**YOUR GOAL**
Copy out all of the data below word for word, without changing anything.

**DATA SECTION**
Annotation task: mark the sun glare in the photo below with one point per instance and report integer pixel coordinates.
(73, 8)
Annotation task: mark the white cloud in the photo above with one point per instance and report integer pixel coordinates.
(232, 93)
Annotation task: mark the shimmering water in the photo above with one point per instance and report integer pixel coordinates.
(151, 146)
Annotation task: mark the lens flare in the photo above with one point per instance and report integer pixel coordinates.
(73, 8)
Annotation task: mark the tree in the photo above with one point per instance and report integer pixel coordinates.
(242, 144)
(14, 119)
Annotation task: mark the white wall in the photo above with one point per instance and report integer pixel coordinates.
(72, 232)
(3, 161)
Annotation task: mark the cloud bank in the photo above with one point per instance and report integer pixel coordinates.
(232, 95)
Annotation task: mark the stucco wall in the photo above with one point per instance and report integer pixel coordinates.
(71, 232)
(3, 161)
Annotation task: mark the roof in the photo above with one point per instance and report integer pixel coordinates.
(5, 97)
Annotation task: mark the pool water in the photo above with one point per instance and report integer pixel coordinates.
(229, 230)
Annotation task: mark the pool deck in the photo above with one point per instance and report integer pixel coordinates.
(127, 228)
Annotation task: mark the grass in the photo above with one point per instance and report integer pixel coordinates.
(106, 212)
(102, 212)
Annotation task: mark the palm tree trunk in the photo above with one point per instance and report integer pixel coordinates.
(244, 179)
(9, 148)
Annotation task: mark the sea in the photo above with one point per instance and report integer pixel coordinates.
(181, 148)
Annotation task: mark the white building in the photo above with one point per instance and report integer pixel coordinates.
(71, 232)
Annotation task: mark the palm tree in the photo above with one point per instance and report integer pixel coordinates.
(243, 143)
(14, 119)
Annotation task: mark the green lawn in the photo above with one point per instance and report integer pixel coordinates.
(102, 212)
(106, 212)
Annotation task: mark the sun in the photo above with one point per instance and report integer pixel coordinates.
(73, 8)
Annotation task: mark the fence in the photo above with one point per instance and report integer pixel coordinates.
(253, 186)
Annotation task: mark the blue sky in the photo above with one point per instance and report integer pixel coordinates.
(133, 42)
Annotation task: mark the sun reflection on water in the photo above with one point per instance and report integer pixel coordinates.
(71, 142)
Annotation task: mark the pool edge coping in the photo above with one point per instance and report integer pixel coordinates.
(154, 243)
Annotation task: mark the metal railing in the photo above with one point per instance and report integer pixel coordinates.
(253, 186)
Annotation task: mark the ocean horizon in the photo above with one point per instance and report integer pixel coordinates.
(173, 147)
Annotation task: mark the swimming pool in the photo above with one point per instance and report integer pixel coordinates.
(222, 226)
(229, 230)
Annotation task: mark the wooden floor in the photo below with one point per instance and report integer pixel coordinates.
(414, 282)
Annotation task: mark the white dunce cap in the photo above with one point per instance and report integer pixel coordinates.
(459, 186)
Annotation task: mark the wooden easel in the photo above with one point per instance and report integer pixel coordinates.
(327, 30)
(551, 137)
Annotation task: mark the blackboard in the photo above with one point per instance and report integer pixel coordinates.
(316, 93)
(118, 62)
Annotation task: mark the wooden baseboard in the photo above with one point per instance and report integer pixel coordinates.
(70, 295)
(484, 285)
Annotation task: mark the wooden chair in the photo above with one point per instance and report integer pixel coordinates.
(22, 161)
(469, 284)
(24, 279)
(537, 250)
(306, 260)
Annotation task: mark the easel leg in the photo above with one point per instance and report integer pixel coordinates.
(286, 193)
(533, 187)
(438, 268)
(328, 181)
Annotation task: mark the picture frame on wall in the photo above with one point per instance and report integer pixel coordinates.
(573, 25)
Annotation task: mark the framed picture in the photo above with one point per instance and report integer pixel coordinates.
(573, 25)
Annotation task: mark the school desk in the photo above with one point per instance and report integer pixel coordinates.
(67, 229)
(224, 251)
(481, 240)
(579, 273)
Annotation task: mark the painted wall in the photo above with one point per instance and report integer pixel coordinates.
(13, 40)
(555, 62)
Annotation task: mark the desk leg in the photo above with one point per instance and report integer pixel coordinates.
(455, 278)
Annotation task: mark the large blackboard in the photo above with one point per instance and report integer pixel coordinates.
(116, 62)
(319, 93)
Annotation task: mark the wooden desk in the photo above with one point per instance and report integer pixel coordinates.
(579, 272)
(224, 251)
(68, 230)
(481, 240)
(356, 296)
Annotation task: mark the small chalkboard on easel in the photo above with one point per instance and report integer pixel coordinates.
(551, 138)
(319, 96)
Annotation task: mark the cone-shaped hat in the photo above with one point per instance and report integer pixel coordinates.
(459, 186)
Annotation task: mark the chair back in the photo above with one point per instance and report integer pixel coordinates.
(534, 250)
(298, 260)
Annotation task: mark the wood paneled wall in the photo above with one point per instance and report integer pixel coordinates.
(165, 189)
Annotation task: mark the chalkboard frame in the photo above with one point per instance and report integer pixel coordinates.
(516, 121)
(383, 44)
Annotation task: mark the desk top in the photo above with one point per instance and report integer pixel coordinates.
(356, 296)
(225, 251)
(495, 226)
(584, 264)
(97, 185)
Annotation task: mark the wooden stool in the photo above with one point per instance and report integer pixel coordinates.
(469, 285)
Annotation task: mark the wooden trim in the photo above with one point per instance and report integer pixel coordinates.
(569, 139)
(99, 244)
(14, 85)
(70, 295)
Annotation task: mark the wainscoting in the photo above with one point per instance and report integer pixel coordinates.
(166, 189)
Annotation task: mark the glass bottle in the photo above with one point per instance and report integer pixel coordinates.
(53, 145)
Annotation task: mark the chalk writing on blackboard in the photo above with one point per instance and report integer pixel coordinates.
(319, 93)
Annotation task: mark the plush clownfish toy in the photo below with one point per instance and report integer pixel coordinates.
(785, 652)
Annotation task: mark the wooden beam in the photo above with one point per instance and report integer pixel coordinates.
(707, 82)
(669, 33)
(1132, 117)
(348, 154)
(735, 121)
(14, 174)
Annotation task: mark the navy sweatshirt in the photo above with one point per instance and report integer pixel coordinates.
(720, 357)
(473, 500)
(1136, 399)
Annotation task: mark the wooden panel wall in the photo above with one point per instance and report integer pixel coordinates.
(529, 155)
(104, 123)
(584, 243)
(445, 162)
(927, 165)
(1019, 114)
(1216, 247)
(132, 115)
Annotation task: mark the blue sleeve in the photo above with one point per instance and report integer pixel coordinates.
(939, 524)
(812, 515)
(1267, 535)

**TASK ANSWER**
Annotation task: mark the sun glare in the photo below with one point per instance and report integer pixel coordinates.
(73, 8)
Annotation task: mark the white cloud in the photo above with one point per instance and report integer pixel coordinates.
(232, 93)
Annotation task: mark the shimmering water in the photo above with one point per instance and report integer pixel coordinates.
(151, 146)
Annotation task: mark the lens flare in the photo above with one point per instance and report integer pixel coordinates.
(73, 8)
Annotation task: mark the tree in the photo above with one point per instance and report integer pixel coordinates.
(242, 144)
(14, 119)
Annotation task: mark the white wall in the photo above with one point per instance and report integer pixel coordinates.
(72, 232)
(3, 161)
Annotation task: mark the cloud bank in the photo above with one point per instance and report integer pixel coordinates.
(232, 95)
Annotation task: mark the stucco wall in the photo above with one point per instance and report integer pixel coordinates.
(71, 232)
(3, 161)
Annotation task: mark the roof in the photo above with one point per instance and report integer pixel coordinates.
(5, 97)
Annotation task: mark the pool water in the photo above with one point per instance and report integer pixel coordinates.
(229, 230)
Annotation task: mark the pool deck in the photo above with one point per instance and report integer pixel coordinates.
(127, 228)
Annotation task: mark the grass in the photo above with one point per instance and report integer pixel coordinates.
(106, 212)
(102, 212)
Annotation task: mark the palm tree trunk in the photo above with one point per instance and report integer pixel coordinates.
(244, 179)
(9, 148)
Annotation task: mark the sea in the photo above with one point per instance and report integer pixel coordinates.
(181, 148)
Annotation task: mark the white building in the photo above with one point per instance and report integer pixel coordinates.
(71, 232)
Annotation task: mark the palm tree in the photo above with one point per instance and report integer pixel coordinates.
(243, 143)
(14, 119)
Annotation task: mark the green lawn in the photo above with one point per instance and report integer pixel coordinates.
(102, 212)
(106, 212)
Annotation task: mark the sun in the photo above with one point per instance and report integer pixel coordinates.
(73, 8)
Annotation task: mark the fence in the photo above with one point per instance and report integer pixel coordinates.
(253, 186)
Annotation task: mark the blue sky in the photo above with one point per instance and report integer pixel coordinates.
(133, 42)
Annotation task: mark the sun reflection on water in the photo above with one point per instance and report integer pixel coordinates.
(71, 142)
Annotation task: mark the pool edge coping in the photo above with one point per instance and report integer pixel coordinates.
(154, 243)
Annotation task: mark the metal railing in the photo above with one point per instance and report integer pixel coordinates.
(253, 186)
Annotation task: mark the ocean horizon in the photo above with one point per instance and report integer pixel coordinates.
(173, 147)
Annotation task: mark the swimming pool in the photo above with one point per instance and report integer pixel coordinates.
(222, 226)
(229, 230)
Annotation task: mark the wooden floor in the photo below with one point per instance and report integer pixel coordinates.
(414, 282)
Annotation task: mark the white dunce cap in the photo above with one point per instance and report integer pixel coordinates.
(459, 186)
Annotation task: mark the wooden easel in the photo above with one point per instance and report integer pixel coordinates.
(327, 30)
(551, 137)
Annotation task: mark the blackboard in the photo above with one point per instance and report integer pixel coordinates.
(316, 93)
(118, 62)
Annotation task: mark the wooden baseboard in the photo above with one point per instance and report integer pixel coordinates.
(70, 295)
(484, 285)
Annotation task: mark the wooden chair in the photo above with one point per instance and report integer pixel coordinates.
(22, 161)
(469, 284)
(24, 279)
(537, 250)
(306, 260)
Annotation task: mark the easel leg in the photo above with one point per instance and report integer pixel coordinates.
(286, 193)
(533, 187)
(438, 268)
(328, 181)
Annotation task: mark the picture frame on wall in the photo above with one point per instance and report integer pixel coordinates.
(573, 25)
Annotation task: mark the framed picture in the photo above with one point per instance and report integer pixel coordinates.
(573, 25)
Annotation task: mark the school desk in the photo above with one point per instance and report integer pixel coordinates.
(67, 229)
(224, 251)
(481, 240)
(579, 273)
Annotation task: mark the painted wall in the photo above with one point per instance and report integer pixel coordinates.
(13, 40)
(555, 62)
Annotation task: mark the desk leg in the photo above with one point per instance and report integer pixel coordinates.
(455, 278)
Annotation task: mark the large blackboard in the photo above with one point per instance and report integer pixel coordinates.
(116, 62)
(319, 93)
Annotation task: mark the wooden desk in the photo above with one point per instance and report integer pixel coordinates.
(579, 272)
(224, 251)
(68, 230)
(481, 240)
(356, 296)
Annotation task: mark the small chalkboard on easel in the photo above with one point per instance and report integer pixel coordinates.
(551, 138)
(319, 96)
Annotation task: mark the cone-shaped hat in the photo above with one point per instance and report integer pixel coordinates.
(459, 186)
Annotation task: mark the chair back in the photo above with one point per instance and report integer pixel coordinates.
(534, 250)
(298, 260)
Annotation task: mark the wood paneled wall in the photo above with one point per instance and report integer pixel coordinates.
(165, 189)
Annotation task: mark the chalkboard frame in the photo above with one point per instance and report integer pixel coordinates.
(516, 121)
(383, 44)
Annotation task: mark the desk top in the photo above with one point per instance and report integer pixel coordinates.
(356, 296)
(225, 251)
(495, 226)
(584, 264)
(97, 185)
Annotation task: mark the wooden stool in the photo above with one point per instance and report integer pixel coordinates.
(469, 285)
Annotation task: mark the wooden trim in the photo above with one point per instance and report integer pixel coordinates.
(569, 139)
(99, 244)
(14, 85)
(70, 295)
Annotation task: mark the wainscoting in the photo above with one point per instance and report integer pixel coordinates.
(166, 189)
Annotation task: mark the glass bottle in the photo above with one point per instance and report integer pixel coordinates.
(53, 145)
Annotation task: mark the chalk writing on blackboard in the photo above with one point per instance and report integer pixel coordinates.
(319, 93)
Annotation task: mark the plush clownfish toy in the photo below with one point per instance and report integer pixel coordinates.
(785, 652)
Annotation task: mark the wooden beam in the photo above with one point per instance and report integer pixel coordinates.
(707, 82)
(669, 33)
(1132, 117)
(348, 154)
(735, 121)
(14, 174)
Annotation task: mark the navy sweatshirt in the photo above with one point per instance and report integer pixel coordinates.
(720, 357)
(473, 500)
(1136, 399)
Annotation task: mark the wooden panel wall in the photo above with one point per instance and report integer pixel coordinates.
(529, 155)
(104, 123)
(584, 243)
(445, 162)
(927, 165)
(1019, 114)
(1216, 247)
(132, 115)
Annotation task: mark the blue sleeve in the photo above with one point per instance and report integer pixel coordinates.
(939, 524)
(812, 515)
(1267, 535)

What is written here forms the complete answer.